◆ Your assignment: Only the lines from the start of the entries through the line with "Provide the location of each instance of the window sill" should be returned, each exactly as it stands, and no pictures.

◆ Records shown:
#####

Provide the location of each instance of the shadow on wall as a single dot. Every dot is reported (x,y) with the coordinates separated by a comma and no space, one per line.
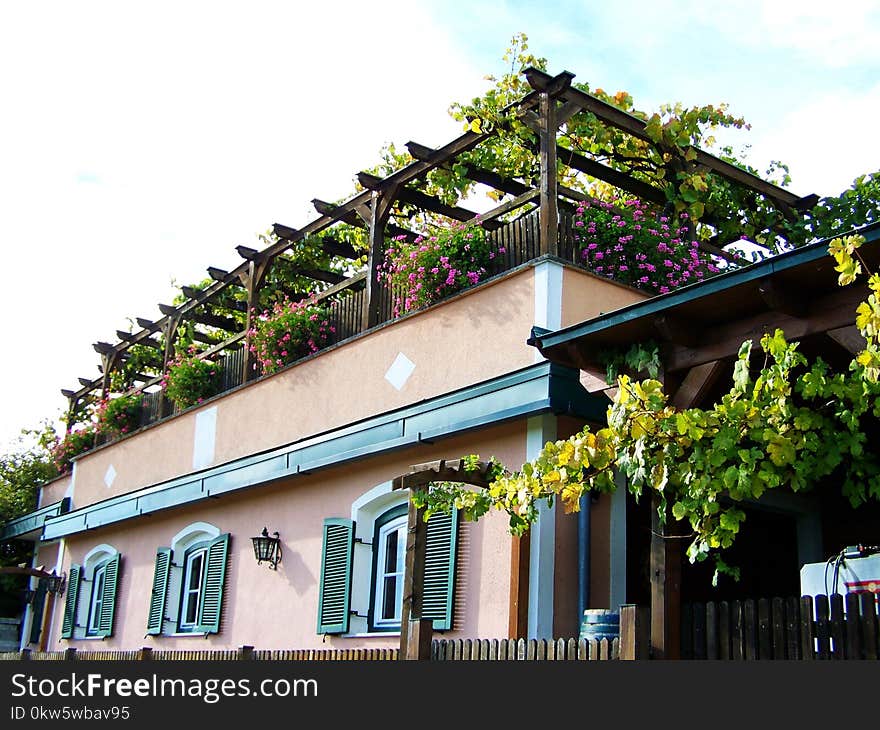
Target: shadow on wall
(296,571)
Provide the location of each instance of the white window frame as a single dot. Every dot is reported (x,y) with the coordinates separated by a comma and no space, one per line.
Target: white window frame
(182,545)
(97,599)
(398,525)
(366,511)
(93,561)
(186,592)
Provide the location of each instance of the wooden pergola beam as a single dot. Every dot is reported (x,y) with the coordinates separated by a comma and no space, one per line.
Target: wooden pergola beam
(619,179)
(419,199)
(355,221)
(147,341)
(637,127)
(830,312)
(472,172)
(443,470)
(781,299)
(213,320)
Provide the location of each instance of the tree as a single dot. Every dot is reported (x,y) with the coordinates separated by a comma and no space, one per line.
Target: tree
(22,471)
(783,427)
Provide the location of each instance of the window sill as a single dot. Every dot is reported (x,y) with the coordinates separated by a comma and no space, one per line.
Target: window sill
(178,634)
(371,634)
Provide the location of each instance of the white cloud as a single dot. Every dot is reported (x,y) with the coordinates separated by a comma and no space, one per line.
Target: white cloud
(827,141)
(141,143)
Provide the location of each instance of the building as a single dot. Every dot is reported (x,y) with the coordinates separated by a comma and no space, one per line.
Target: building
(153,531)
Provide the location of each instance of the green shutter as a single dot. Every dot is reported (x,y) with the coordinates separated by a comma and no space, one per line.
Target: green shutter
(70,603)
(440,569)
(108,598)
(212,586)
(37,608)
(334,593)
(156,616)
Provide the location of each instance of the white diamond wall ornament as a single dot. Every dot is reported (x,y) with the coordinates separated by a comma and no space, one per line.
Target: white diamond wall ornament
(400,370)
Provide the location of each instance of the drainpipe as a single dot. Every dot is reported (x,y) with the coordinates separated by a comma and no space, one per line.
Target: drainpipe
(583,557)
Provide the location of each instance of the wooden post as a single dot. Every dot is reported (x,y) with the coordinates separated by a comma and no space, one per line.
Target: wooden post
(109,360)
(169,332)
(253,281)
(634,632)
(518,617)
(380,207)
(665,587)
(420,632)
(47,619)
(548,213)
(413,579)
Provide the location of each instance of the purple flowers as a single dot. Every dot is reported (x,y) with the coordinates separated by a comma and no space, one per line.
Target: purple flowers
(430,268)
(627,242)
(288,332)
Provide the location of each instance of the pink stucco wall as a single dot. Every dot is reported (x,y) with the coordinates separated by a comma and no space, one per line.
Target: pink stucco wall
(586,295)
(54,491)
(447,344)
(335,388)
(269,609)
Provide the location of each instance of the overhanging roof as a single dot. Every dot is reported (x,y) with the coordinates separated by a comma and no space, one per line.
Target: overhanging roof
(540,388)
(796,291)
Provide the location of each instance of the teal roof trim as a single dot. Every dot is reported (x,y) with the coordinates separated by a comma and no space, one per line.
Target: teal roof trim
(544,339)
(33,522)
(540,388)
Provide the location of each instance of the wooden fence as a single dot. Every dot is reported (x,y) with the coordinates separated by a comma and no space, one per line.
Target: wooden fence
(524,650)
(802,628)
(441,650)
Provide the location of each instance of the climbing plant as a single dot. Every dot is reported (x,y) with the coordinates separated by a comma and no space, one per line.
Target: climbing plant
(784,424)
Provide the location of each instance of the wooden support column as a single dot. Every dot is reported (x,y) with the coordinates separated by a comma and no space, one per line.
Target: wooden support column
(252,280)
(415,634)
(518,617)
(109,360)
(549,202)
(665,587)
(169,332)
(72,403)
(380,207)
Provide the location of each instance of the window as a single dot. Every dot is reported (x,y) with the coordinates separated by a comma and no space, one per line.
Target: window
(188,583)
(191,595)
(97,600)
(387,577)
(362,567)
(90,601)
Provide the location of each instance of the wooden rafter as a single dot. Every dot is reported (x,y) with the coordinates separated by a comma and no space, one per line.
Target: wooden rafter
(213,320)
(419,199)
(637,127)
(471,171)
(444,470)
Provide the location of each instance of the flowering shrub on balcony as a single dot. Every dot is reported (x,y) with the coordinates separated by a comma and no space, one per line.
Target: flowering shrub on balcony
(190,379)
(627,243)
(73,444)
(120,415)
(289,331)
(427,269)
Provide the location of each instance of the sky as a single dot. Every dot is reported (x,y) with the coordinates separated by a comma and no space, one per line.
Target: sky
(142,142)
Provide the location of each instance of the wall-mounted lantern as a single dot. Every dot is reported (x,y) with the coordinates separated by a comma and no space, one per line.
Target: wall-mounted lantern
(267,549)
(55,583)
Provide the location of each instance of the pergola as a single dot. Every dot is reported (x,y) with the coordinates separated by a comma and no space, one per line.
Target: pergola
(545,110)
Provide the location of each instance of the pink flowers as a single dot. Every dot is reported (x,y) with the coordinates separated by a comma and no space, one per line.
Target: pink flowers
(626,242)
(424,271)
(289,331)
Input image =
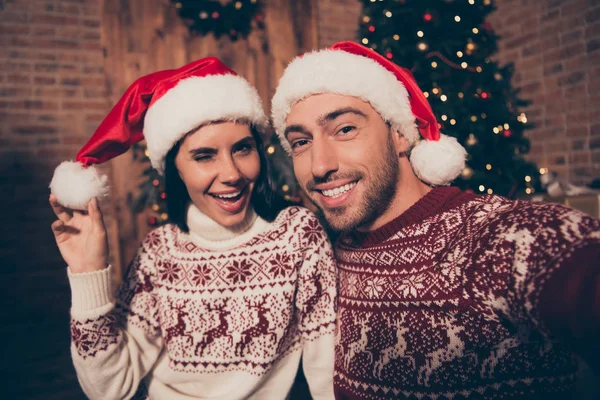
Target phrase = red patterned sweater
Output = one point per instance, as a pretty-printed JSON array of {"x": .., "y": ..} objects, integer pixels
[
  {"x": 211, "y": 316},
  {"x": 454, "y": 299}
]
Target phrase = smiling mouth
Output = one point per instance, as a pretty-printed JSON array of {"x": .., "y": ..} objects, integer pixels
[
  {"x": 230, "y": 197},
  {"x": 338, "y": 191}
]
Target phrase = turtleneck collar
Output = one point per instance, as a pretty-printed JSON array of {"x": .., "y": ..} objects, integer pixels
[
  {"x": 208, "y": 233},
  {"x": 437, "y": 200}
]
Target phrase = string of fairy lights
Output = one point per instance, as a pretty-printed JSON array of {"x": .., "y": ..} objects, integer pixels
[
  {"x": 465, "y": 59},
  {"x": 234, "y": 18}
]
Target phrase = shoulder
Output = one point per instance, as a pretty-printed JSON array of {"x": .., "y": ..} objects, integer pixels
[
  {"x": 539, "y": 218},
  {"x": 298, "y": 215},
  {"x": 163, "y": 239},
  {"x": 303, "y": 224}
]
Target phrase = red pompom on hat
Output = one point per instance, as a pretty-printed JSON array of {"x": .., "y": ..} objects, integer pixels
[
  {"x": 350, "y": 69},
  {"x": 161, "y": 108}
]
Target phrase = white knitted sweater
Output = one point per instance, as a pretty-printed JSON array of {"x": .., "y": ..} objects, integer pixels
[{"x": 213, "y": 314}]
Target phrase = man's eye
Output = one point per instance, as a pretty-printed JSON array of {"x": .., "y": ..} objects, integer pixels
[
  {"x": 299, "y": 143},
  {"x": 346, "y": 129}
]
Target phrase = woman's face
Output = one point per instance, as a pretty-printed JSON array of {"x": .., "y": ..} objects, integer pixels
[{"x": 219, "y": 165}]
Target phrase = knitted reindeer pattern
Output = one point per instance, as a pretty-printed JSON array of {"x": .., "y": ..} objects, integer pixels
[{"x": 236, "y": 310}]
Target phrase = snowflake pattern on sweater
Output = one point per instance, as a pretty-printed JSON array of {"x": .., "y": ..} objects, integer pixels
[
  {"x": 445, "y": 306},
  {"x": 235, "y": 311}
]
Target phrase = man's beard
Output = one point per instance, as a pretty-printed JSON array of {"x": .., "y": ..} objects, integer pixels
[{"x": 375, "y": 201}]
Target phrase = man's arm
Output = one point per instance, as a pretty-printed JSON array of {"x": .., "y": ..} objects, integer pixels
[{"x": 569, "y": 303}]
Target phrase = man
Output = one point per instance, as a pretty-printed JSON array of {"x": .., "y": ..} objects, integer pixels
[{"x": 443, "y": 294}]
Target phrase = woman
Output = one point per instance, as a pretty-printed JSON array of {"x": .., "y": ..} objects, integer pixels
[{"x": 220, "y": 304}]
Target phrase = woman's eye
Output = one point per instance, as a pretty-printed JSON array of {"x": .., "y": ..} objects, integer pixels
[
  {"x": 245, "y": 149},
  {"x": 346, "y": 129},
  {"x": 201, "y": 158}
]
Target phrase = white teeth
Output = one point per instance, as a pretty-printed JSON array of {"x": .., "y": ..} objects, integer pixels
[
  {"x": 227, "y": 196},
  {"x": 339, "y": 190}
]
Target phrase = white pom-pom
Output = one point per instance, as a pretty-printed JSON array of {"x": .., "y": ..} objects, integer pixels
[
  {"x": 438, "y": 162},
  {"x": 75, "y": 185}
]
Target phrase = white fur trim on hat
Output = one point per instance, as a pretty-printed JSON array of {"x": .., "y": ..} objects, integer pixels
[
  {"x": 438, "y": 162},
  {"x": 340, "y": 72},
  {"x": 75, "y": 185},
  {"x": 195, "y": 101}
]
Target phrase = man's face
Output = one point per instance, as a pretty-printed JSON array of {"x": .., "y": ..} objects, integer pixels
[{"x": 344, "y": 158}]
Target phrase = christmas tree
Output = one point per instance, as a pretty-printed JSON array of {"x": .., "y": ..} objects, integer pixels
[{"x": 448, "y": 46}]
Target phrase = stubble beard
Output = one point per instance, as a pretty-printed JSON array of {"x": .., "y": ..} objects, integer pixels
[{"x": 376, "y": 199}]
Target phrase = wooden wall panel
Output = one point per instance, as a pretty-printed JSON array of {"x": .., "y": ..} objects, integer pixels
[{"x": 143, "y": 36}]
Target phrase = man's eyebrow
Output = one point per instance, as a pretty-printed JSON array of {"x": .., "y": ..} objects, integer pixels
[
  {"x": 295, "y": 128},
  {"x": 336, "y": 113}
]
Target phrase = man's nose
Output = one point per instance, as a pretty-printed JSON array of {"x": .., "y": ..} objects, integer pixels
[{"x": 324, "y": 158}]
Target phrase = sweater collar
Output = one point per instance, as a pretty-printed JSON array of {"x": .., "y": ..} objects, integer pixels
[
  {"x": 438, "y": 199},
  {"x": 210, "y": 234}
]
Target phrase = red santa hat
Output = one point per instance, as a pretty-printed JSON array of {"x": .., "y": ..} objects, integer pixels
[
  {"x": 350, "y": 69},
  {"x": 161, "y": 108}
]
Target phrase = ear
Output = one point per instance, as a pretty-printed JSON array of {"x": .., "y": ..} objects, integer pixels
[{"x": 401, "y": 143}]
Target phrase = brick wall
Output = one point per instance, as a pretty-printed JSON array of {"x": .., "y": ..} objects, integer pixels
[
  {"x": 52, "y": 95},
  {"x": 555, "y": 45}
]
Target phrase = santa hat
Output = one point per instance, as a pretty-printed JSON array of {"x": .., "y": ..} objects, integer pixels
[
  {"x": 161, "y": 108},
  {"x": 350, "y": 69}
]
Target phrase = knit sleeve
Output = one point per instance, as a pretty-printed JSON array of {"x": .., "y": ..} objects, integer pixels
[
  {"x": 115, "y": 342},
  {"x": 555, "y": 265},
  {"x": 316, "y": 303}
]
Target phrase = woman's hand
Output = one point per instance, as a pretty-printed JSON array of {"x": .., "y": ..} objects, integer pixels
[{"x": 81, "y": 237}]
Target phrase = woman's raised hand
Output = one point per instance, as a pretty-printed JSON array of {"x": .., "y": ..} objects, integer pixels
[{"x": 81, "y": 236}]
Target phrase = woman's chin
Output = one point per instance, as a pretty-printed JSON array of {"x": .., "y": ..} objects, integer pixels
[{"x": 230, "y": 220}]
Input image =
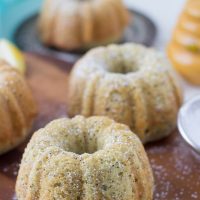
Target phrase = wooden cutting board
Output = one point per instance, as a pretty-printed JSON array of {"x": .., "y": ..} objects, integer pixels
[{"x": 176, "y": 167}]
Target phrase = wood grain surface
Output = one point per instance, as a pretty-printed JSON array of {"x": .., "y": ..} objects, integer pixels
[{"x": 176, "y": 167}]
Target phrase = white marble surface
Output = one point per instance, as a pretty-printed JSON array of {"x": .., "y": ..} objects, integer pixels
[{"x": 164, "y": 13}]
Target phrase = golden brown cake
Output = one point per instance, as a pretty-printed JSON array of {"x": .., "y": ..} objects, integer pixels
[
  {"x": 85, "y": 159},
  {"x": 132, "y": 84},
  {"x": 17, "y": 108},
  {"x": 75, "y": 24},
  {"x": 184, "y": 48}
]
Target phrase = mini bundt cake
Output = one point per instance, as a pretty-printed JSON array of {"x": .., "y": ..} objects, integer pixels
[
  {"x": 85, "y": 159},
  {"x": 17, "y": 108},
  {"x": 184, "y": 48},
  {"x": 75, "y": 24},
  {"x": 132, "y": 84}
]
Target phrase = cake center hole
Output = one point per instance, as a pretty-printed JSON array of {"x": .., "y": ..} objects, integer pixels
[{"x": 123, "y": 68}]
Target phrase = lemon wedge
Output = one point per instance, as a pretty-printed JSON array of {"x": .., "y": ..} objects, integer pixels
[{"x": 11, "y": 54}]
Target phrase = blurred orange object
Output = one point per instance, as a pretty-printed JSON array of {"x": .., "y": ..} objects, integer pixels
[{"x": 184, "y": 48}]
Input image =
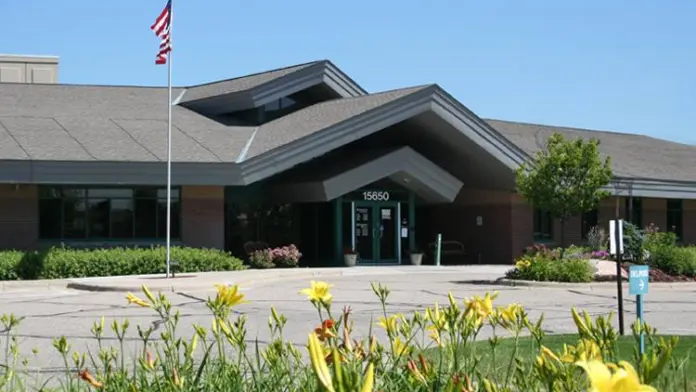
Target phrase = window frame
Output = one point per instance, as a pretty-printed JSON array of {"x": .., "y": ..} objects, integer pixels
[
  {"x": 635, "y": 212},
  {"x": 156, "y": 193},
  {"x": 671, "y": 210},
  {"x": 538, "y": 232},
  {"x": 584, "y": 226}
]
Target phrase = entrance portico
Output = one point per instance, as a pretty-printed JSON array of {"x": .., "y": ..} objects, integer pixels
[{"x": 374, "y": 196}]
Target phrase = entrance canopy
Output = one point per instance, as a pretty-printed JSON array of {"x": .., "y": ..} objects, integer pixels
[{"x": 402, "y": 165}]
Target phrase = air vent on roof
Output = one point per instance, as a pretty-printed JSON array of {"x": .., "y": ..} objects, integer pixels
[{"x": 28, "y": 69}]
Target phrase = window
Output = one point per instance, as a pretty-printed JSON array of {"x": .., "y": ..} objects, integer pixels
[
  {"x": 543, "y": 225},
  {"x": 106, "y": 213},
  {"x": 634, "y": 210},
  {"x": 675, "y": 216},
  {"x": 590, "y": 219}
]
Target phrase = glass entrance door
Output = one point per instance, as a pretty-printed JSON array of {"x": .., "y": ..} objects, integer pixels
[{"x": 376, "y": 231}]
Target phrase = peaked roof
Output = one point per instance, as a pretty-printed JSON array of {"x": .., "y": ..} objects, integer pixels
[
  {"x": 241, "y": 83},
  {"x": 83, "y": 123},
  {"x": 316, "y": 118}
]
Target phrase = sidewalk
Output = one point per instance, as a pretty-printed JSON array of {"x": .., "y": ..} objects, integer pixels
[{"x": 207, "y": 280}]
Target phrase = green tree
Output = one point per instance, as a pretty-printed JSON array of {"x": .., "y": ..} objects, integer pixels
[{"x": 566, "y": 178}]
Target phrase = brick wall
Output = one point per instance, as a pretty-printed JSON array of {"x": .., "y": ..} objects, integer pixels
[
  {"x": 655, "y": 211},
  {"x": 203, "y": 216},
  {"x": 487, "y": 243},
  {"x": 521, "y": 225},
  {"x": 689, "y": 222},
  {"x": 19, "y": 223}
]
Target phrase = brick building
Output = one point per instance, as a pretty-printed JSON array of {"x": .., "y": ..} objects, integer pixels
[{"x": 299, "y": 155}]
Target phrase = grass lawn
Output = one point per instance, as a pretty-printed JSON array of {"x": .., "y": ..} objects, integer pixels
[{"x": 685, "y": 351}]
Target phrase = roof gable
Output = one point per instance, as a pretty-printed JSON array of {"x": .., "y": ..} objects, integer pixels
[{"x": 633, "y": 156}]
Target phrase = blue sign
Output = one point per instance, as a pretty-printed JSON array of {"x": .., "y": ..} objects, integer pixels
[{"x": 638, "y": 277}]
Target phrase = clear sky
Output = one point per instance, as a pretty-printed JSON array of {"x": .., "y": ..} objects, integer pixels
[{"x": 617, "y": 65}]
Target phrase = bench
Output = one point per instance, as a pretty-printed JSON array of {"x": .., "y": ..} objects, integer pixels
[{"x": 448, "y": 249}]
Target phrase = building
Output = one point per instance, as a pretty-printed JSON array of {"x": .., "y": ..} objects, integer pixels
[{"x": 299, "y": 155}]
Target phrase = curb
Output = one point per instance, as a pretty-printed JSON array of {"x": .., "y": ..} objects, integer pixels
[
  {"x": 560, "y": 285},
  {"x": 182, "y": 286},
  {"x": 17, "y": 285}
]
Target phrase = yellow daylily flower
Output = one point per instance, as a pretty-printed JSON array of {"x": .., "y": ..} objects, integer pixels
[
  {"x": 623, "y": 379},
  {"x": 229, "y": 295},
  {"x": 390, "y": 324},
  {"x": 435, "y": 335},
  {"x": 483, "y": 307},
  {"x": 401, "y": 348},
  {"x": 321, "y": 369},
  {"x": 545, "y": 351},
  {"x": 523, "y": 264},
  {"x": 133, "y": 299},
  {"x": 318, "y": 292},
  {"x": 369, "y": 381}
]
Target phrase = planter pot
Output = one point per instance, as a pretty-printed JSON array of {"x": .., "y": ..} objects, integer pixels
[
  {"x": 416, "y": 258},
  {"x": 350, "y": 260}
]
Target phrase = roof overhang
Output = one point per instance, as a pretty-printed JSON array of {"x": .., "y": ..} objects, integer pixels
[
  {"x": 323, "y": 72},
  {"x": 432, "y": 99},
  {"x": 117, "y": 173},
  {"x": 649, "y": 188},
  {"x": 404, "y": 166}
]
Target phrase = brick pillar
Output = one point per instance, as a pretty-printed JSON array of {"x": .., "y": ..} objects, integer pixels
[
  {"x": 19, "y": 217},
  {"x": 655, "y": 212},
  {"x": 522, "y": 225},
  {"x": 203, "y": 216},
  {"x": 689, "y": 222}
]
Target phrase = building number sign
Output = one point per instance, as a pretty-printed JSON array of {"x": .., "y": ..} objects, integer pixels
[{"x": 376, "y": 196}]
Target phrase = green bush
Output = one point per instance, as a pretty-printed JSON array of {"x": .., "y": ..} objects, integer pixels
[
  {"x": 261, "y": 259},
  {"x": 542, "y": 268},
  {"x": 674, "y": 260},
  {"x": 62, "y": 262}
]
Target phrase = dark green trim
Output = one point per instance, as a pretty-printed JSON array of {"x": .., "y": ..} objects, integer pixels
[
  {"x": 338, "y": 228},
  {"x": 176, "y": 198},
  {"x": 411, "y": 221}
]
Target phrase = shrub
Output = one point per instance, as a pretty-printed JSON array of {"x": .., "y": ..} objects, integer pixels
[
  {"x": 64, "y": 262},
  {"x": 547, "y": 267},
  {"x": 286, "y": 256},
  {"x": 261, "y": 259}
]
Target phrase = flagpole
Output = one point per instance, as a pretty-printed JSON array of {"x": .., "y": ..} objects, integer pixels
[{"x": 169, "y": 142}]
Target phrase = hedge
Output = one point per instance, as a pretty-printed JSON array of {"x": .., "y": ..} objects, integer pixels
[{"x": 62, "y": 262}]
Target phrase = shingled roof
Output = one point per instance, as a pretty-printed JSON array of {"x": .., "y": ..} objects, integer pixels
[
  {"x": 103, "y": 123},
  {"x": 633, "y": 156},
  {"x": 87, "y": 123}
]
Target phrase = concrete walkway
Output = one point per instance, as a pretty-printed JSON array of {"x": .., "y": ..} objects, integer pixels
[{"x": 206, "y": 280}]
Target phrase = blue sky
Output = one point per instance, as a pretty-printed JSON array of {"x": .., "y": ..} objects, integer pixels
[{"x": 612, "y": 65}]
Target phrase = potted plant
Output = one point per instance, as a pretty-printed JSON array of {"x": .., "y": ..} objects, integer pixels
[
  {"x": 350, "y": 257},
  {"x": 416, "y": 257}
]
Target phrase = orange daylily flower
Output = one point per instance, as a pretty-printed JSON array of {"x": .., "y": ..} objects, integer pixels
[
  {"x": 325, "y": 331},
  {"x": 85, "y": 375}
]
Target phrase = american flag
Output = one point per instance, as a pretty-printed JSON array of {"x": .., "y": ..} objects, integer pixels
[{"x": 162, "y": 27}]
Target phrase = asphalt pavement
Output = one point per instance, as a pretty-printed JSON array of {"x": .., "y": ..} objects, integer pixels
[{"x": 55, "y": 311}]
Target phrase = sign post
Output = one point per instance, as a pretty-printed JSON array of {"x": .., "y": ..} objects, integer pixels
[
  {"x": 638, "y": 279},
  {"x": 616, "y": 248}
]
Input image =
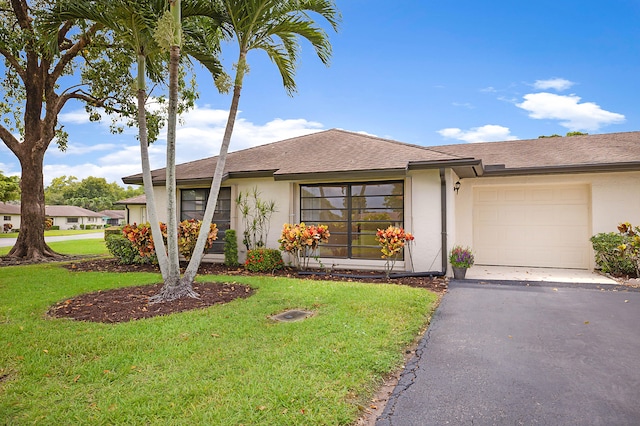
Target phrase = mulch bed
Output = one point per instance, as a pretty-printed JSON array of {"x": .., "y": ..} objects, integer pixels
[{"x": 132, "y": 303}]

#####

◆ Solution to this problem:
Provide the location of each instance of the shadow on wall as a single dot. Every dot is reported (x,y) with the coordinates separated by a comma and no space, one per line.
Target: shadow on wall
(296,571)
Provide the location of each instance of the white window frame as a single dot. Every dot is reported (x,y) with the coordinates separated by a comma and no space, one per line.
Target: white window frame
(182,545)
(97,599)
(398,525)
(366,511)
(93,561)
(186,592)
Provide the location of each instance of the wooden pergola beam as a single dot. Every dot is reported (x,y) with the coordinates separated by a comma and no space, one per line.
Target: wooden pergola beam
(619,179)
(419,199)
(355,221)
(147,341)
(637,127)
(830,312)
(472,172)
(443,470)
(781,299)
(213,320)
Provide the location of each instance of the tree as a single dot. Every dot is reported (x,y) with the coordinates separated by a comma and no space, one per line.
Target: tree
(22,471)
(783,427)
Provide the location of each instance of the window sill as a single dot. Every dot is reported (x,y) with the coordinates separated by a comma and no space, one per line.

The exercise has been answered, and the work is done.